* READING PASSAGE *

Despite massive Rockefeller funding for front groups like Catholics for Free Choice, the abortion domino never fell, forcing Notre Dame to accept grudgingly the presence of a Notre Dame Right to Life movement on campus. The university then tried to co-opt that movement by having ND President John Jenkins make a token appearance at the National Right to Life March in Washington. The idea that Jenkins was prolife ended when he gave an honorary doctorate to the notoriously pro-abortion Barack Obama, showing that he was even handed or duplicitous, depending on your point of view.
The carefully worked out modus vivendi on abortion at Notre Dame ended when Roe v Wade got overturned and 140 Jewish organizations announced that abortion was “a fundamental Jewish value.” During the run up to Roe, when Jews like Bernard Nathanson and Lawrence Lader were leading the abortion crusade in New York, the word Jew never got mentioned in the New York Times, which had become an aggressive organ of abortion advocacy. The only religious group identified in the abortion wars was the Catholics, specifically Catholic bishops, who were accused of imposing their views on everyone else.
Unaware that the world had changed, Blake Ziegler took this tack in his response to the abortion question in the debate. Responding to College Republican Shri Thakur’s claim that “Abortion is murder and except in cases to save the mother’s life it should be illegal nationwide,” and that “corporations are paying women to kill their children and come back and be a good cubicle worker in the office,” Ziegler claimed that Republicans wanted “to impose [their] world view on the rest of the country. That’s what Republicans believe forcing their own beliefs, their own religion on other people instead of letting others pursue their life plan.” Ziegler went on to say: “The rhetoric from the Republicans is inherently baked into religion” without understanding that what was true for Christians was a fortiori true for Jews. If Dobbs imposed Christian values on Jews, then Ziegler by his own logic had to admit that Roe imposed Jewish values on Christians for almost 50 years. “It’s inherently baked into people’s previous life values that should come into policymaking. Policymaking is about pragmatism; it’s about adhering to everyone’s interests. It’s not about imposing your own personal or religious views on others. I’m Jewish. I shouldn’t have to list to Christianity to tell me when life begins.”

* RAW DATA *

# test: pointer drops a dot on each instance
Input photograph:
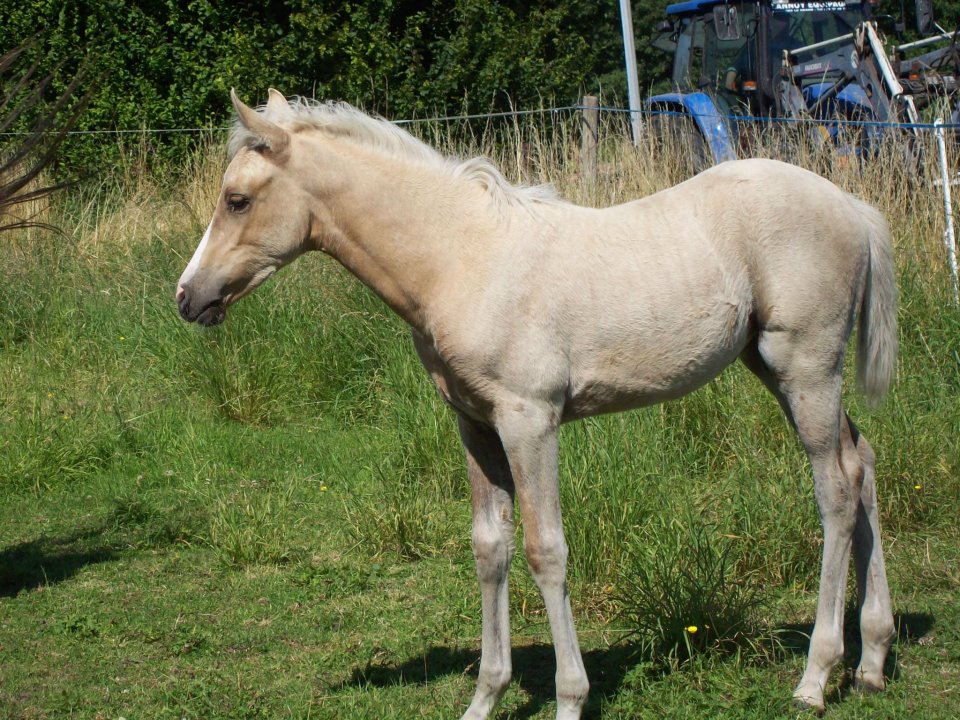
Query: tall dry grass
(89, 333)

* PROBLEMS TO SOLVE *
1 - In the passage on abortion at Notre Dame, what did John Jenkins give to Barack Obama?
2 - Using the passage on abortion at Notre Dame, explain why the university had to accept a Notre Dame Right to Life movement on campus.
3 - From the passage on abortion at Notre Dame, extract the words from "Despite massive Rockefeller" to "point of view.".

* EXPECTED OUTPUTS *
1 - He gave him an honorary doctorate.

2 - Despite massive Rockefeller funding for front groups like Catholics for Free Choice, the abortion domino never fell. This forced Notre Dame to accept, grudgingly, the presence of a Notre Dame Right to Life movement on campus.

3 -
Despite massive Rockefeller funding for front groups like Catholics for Free Choice, the abortion domino never fell, forcing Notre Dame to accept grudgingly the presence of a Notre Dame Right to Life movement on campus. The university then tried to co-opt that movement by having ND President John Jenkins make a token appearance at the National Right to Life March in Washington. The idea that Jenkins was prolife ended when he gave an honorary doctorate to the notoriously pro-abortion Barack Obama, showing that he was even handed or duplicitous, depending on your point of view.